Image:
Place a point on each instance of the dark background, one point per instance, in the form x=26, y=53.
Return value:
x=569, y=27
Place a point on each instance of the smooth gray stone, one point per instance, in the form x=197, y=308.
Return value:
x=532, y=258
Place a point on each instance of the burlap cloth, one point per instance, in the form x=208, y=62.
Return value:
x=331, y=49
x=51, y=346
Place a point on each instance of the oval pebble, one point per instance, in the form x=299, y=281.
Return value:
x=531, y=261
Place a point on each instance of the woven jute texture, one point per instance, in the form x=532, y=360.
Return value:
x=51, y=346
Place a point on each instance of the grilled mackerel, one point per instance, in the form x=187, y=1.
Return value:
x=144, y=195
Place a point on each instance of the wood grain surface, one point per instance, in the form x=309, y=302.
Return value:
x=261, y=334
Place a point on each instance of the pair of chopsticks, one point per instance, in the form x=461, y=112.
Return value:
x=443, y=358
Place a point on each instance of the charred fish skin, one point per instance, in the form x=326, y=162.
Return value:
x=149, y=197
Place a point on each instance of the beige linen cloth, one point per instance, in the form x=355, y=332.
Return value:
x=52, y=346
==
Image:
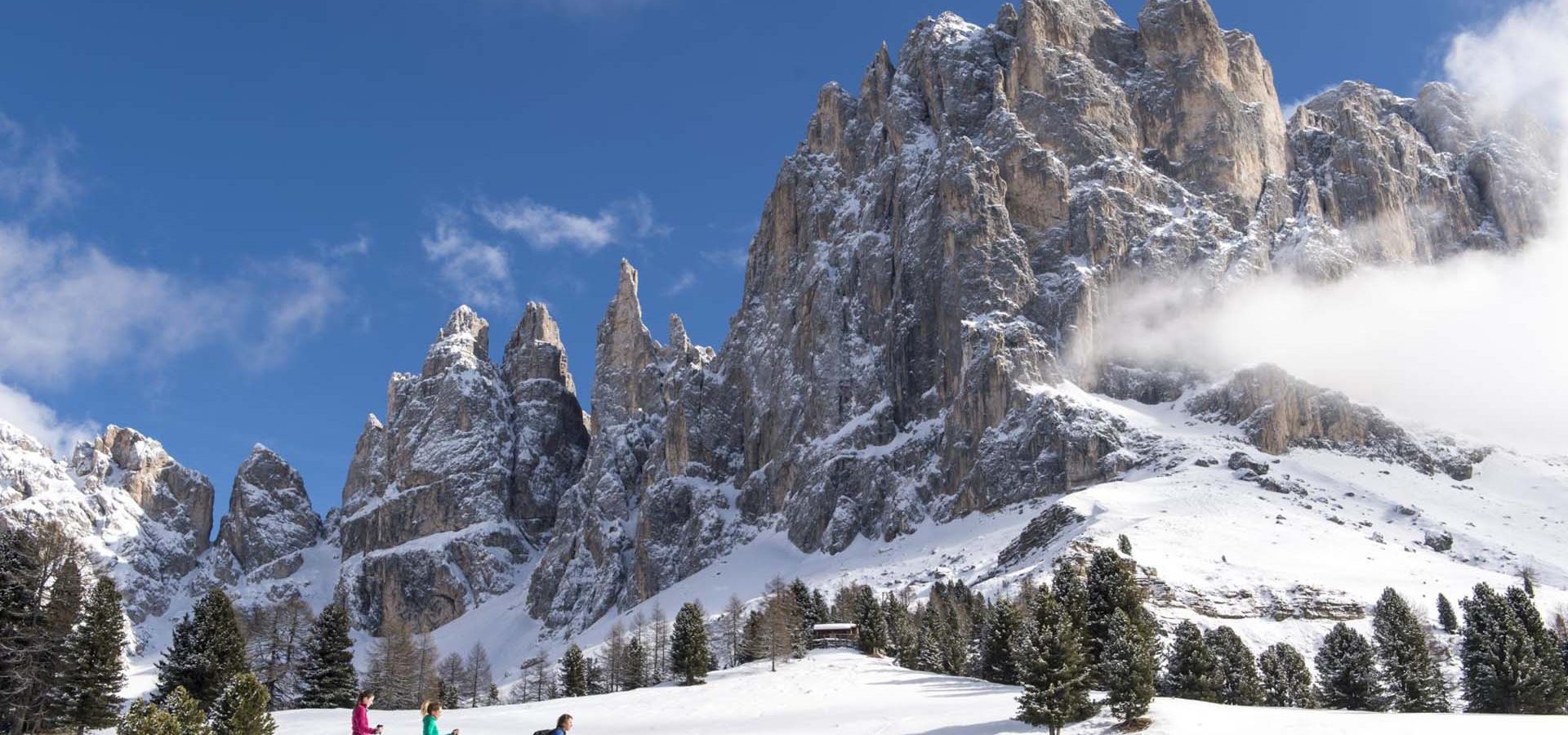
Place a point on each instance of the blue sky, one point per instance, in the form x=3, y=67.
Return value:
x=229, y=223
---
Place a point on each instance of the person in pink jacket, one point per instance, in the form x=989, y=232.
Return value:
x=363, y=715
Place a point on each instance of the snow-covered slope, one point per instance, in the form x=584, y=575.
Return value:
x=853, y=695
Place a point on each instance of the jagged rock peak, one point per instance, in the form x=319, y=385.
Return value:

# Problem
Count the lines above that contain the word "cloth" with matching case, and reply with the number alone.

# Written reply
2